Cradle Catholic. Active in the pro-life movement since 1973. Father of three and happily married for 35 years. Small town lawyer and amateur historian. Former president of the board of directors of the local crisis pregnancy center for a decade.

13 Comments

  1. Derleth? Derleth can’t hold a foetid tallow taper to Lovecraft. Derleth’s work always sounds like an imitation of HPL, his writing some how neater, tidier, lighter. Lovecraft’s work is thick, dark, dripping like the beings it described. His writing oozes over you, every sentence another heavy step, every phrase rumbled up through catarrh-wracked lungs, every paragraph bespeckled in fungus. So what that there’s no characterization, that character growth is measured in leaden paces toward the mad-house, that plotting is a thing he tried and cast aside. To read Lovecraft is to spend time in a world where it’s always an overcast day in early autumn, where healthy growth is a concept never seen in man, beast or plant, and where the only reason you have kept your sanity till now is that They haven’t taken notice of you. Good stuff! 😉

  2. Don, have you ever seen the two movies made by the HPLS of “Call” and “Whisperer In The Darkness”? Both should be available though Netflix, and here creepyclassics.com

  3. I wouldn’t say that Lovecraft is a bad writer, only that he wrote one story over and over. Some writers are all about dialogue, or characters; some write for the perfect kiss or the moment that the hero says “I love you”. Lovecraft writes for the moment when the lead character’s sanity is crushed by the unutterable. Everything else in his stories is in service to that moment. I think he does a great job of it most of the time, but after a while it loses all its impact, because you should never be able to expect the incomprehensible.

__________

### Tasks and exercises
1. Arrange the entries below, from the line containing "of the weathered" up to and including the line containing "<point>143,98</point>", as a JSON list of strings with one string per line and no blank lines.
2. Pick up the comment thread on Lovecraft above where it stops and continue it.

__________

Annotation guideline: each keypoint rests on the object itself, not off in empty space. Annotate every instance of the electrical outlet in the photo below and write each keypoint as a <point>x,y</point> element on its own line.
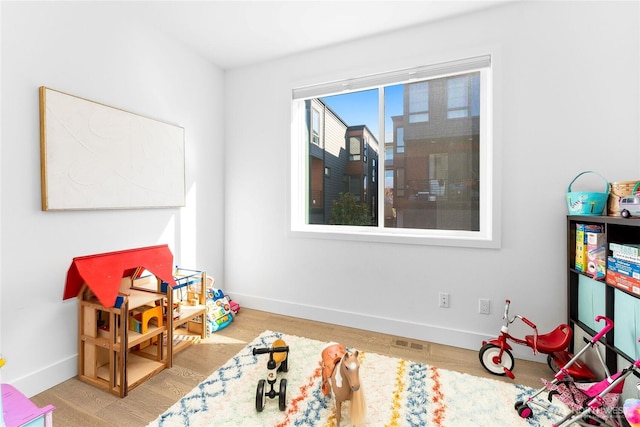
<point>484,306</point>
<point>443,300</point>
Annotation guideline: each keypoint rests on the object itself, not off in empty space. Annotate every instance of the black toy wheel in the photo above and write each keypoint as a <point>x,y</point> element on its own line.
<point>260,396</point>
<point>282,395</point>
<point>489,359</point>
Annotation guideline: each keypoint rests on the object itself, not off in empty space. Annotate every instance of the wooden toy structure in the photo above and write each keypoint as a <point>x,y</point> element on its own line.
<point>126,320</point>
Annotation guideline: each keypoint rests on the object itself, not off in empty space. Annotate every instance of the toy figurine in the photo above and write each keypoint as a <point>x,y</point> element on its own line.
<point>341,376</point>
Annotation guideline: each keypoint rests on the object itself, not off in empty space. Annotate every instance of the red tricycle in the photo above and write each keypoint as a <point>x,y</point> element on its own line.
<point>496,357</point>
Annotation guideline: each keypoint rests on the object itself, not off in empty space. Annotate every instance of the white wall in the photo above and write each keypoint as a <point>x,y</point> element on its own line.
<point>568,86</point>
<point>567,77</point>
<point>92,50</point>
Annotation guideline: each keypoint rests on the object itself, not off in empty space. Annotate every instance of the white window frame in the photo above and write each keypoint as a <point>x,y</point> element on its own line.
<point>489,235</point>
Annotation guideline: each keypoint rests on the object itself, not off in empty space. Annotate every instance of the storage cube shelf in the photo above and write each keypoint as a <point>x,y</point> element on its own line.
<point>588,296</point>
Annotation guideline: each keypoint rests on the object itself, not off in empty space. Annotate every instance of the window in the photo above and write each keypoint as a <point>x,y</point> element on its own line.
<point>434,124</point>
<point>463,96</point>
<point>419,102</point>
<point>400,140</point>
<point>315,127</point>
<point>354,148</point>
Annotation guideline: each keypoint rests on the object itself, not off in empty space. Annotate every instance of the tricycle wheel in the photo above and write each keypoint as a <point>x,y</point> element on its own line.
<point>260,396</point>
<point>489,358</point>
<point>282,395</point>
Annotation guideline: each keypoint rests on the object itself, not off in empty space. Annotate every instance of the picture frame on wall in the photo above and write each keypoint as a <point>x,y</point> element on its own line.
<point>94,156</point>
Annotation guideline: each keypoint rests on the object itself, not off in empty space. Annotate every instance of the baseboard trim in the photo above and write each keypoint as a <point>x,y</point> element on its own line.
<point>47,377</point>
<point>421,331</point>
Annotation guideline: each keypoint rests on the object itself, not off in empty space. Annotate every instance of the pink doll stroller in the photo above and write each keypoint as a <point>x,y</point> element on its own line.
<point>601,404</point>
<point>571,390</point>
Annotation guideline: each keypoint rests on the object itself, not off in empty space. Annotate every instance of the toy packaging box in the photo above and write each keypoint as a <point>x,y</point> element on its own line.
<point>621,266</point>
<point>581,260</point>
<point>219,314</point>
<point>596,255</point>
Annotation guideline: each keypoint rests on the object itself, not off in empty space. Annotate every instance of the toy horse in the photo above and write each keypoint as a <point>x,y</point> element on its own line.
<point>341,376</point>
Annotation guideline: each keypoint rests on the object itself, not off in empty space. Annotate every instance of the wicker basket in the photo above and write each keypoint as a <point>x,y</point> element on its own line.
<point>587,202</point>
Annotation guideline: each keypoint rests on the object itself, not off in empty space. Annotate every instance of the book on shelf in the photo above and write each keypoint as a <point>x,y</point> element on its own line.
<point>621,281</point>
<point>625,267</point>
<point>626,249</point>
<point>582,241</point>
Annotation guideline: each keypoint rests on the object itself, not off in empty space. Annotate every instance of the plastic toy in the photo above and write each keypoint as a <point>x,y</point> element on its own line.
<point>631,410</point>
<point>341,377</point>
<point>630,206</point>
<point>219,314</point>
<point>598,403</point>
<point>278,362</point>
<point>496,357</point>
<point>563,384</point>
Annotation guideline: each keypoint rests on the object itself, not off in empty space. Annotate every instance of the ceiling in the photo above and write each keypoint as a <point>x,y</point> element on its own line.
<point>233,34</point>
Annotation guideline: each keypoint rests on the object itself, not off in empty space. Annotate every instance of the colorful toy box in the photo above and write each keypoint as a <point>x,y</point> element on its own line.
<point>219,314</point>
<point>626,268</point>
<point>596,255</point>
<point>581,260</point>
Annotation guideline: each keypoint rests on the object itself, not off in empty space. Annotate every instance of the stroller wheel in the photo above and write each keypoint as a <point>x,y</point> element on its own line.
<point>524,411</point>
<point>489,359</point>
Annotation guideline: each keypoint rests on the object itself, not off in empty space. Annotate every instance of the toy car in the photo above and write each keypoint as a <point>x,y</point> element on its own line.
<point>278,361</point>
<point>630,206</point>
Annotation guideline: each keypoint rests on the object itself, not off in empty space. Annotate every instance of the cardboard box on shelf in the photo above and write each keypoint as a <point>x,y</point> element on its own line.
<point>582,230</point>
<point>623,282</point>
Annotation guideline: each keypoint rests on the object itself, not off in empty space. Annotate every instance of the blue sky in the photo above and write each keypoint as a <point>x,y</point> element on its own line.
<point>357,108</point>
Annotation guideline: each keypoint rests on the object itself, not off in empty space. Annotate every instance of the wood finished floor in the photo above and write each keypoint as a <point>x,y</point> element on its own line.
<point>80,404</point>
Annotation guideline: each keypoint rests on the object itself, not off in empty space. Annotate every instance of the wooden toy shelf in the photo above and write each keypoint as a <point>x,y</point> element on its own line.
<point>103,360</point>
<point>133,314</point>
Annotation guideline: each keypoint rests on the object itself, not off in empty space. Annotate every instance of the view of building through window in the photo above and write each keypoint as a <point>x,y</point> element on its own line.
<point>430,161</point>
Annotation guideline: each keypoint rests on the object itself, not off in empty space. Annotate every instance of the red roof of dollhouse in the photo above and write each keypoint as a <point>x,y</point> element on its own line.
<point>103,272</point>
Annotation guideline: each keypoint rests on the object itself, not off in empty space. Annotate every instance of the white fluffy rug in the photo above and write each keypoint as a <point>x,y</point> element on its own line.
<point>398,393</point>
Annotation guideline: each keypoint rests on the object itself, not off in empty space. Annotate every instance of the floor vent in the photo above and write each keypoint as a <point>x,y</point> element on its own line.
<point>407,344</point>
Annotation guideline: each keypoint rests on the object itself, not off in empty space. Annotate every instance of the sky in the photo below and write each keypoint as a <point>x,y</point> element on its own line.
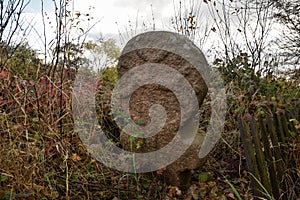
<point>109,17</point>
<point>112,17</point>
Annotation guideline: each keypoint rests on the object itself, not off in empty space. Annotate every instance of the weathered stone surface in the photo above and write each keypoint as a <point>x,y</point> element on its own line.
<point>143,98</point>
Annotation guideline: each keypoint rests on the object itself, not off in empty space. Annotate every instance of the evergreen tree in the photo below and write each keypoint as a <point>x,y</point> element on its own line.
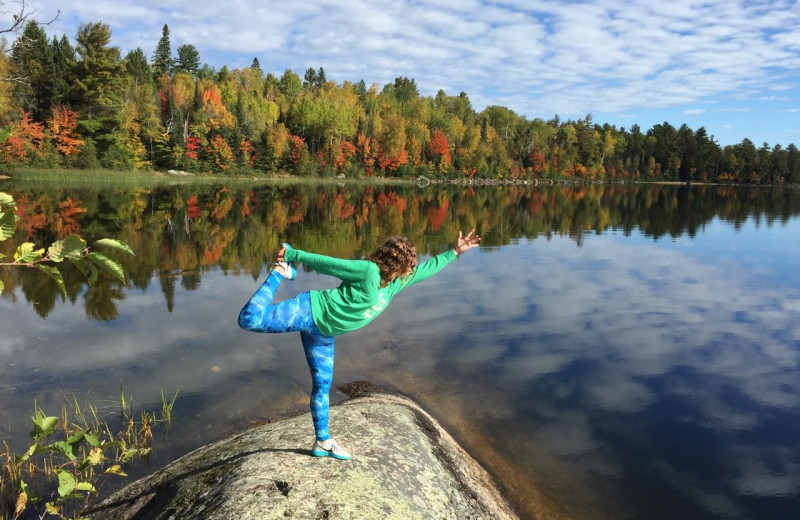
<point>310,78</point>
<point>63,61</point>
<point>98,84</point>
<point>162,58</point>
<point>137,66</point>
<point>32,64</point>
<point>290,84</point>
<point>405,90</point>
<point>361,88</point>
<point>188,60</point>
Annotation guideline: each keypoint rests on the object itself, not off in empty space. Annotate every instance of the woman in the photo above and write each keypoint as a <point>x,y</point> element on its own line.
<point>367,288</point>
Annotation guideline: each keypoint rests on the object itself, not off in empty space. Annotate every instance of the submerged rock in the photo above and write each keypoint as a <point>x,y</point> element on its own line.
<point>404,466</point>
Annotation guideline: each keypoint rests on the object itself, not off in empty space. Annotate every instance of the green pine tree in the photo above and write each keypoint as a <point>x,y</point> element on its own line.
<point>188,60</point>
<point>98,84</point>
<point>162,58</point>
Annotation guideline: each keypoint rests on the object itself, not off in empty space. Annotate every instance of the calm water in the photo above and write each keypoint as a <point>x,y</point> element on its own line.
<point>609,352</point>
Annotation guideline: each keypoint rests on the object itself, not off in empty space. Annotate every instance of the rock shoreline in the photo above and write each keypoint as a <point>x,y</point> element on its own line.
<point>405,465</point>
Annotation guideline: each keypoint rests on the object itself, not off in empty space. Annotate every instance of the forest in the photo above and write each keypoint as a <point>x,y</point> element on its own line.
<point>86,106</point>
<point>179,233</point>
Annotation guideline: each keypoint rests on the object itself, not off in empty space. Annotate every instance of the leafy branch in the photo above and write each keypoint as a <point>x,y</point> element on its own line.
<point>72,249</point>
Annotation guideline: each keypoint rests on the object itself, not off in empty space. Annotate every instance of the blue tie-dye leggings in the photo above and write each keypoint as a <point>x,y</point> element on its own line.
<point>260,315</point>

__________

### Answers below
1.
[
  "Annotation guideline: each keypoint rests on the object itself, not off in empty space. Annotate every instance of the weathered stone surface in the photo above and write each keypoint as a <point>x,y</point> element on its own line.",
  "<point>143,98</point>"
]

2.
    He’s also the most racist writer I’ve ever read. I know, these days it’s stylish to accuse dead white male writers of racism, but wow, he was racist. Everything good and wholesome is embodied by New England whites, and evil creeps forward from places occupied by minorities with unappealing faces (usually sailors). You start to realize that the realm of humanity is whiteness, and the scary unfathomable is any other culture.

  4. “A writer who is a poor writer is a waste of time to read, right?”

    Not necessarily. It depends on how one defines “poor writing”. If it means “not High Literary Art worthy of the Nobel Prize for Literature and not likely to be included in future English Lit classes,” then about 99.99% of the fiction currently in print fits that description — including numerous books that we have probably enjoyed reading and maybe even learned something from.

    If it means “written in such an obtuse or muddled fashion that it becomes more of a burden than a pleasure to read,” then it is IMO a waste of time — and there are a number of works hailed as “classics” and even taught in English Lit classes (e.g. James Joyce’s “Finnegans Wake”) that fit this description. And actually, even this type of bad writing can serve a useful purpose if it inspires one to say “Heck, I could do better than that” and start cultivating one’s own literary talent.

  5. Lovecraft was the first of many authors in this vein for me. When I got my Kindle, I began downloading a bunch of authors of early “weird” and “horror,” such as:

    1. Algernon Blackwood
    2. Arthur Machen
    3. M.R. James
    4. Robert Hugh Benson
    5. Bram Stoker
    6. H.R. Haggard
    7. William Hope Hodgson
    8. Clark Ashton Smith

  6. “but wow, he was racist”

    Pretty much. For most of his life Lovecraft adopted the pose of an upper crust Tory who thought this country went to Hell in 1776. Then FDR was elected and he flip-flopped to become a socialist which I guess fitted in at least with his life long atheism.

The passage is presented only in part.